● **READING PASSAGE**

LendingClub is a bank holding company providing loan services. Although the loan has higher risk and lowers liquidity, 60% of the fund in the bank will be loaned out. Because we all know that higher risks and high returns. Therefore, the services provided by LendingClub must be the major product of the bank. Our main goal is to help the company analyze the existing information of the borrowers to avoid adverse selection which means to avoid selecting the risky borrower with the key question: what are the main factors that can affect the risk level of a borrower?
Figure 1: the financial market system
The dataset contains 2,260,701 rows, which is relatively huge. Since we want to predict whether the borrower has the ability to repay the loan, we use the loan status as the independent variable. Also, we only focus on the two statuses of the loan: fully paid and charged off, which represent being able to repay and unable to repay respectively. Thus, only 1,345,310 rows are available for us. Then, we select the dependent variables that might be significant. By understanding the concept of loans, we could screen out 15 potential numeric variables including the loan amount, the fund amount, the interest, the monthly payment, the annual income, the ratio of debt to income, and so on. In addition, we screen out 9 categorical variables that might be significant to predict the loan status including the term, the grade, the homeownership, the purpose, the location, and so on.

● **PROVIDED MATERIAL**
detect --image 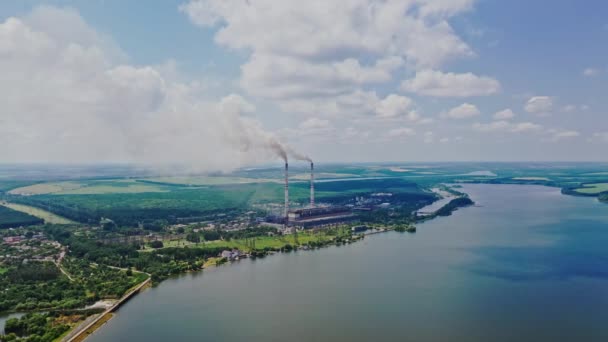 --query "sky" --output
[0,0,608,171]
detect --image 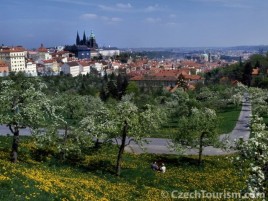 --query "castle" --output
[76,31,98,49]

● **EXERCISE A**
According to the LendingClub passage, how many rows remain available after keeping only the fully paid and charged-off loan statuses?
● **EXERCISE B**
Does each statement agree with the LendingClub passage? Answer yes or no for each, and quote the deciding words. (i) The full dataset has 2,260,701 rows. (ii) Nine numeric variables were screened out as potential predictors. (iii) 60% of the fund in the bank will be loaned out.
● **EXERCISE C**
Reproduce the part of the LendingClub passage starting at "LendingClub is a" and ending at "of a borrower?".

● **RESULT A**
1,345,310 rows remain available.

● **RESULT B**
(i) Yes: "The dataset contains 2,260,701 rows"
(ii) No: "we could screen out 15 potential numeric variables"
(iii) Yes: "60% of the fund in the bank will be loaned out"

● **RESULT C**
LendingClub is a bank holding company providing loan services. Although the loan has higher risk and lowers liquidity, 60% of the fund in the bank will be loaned out. Because we all know that higher risks and high returns. Therefore, the services provided by LendingClub must be the major product of the bank. Our main goal is to help the company analyze the existing information of the borrowers to avoid adverse selection which means to avoid selecting the risky borrower with the key question: what are the main factors that can affect the risk level of a borrower?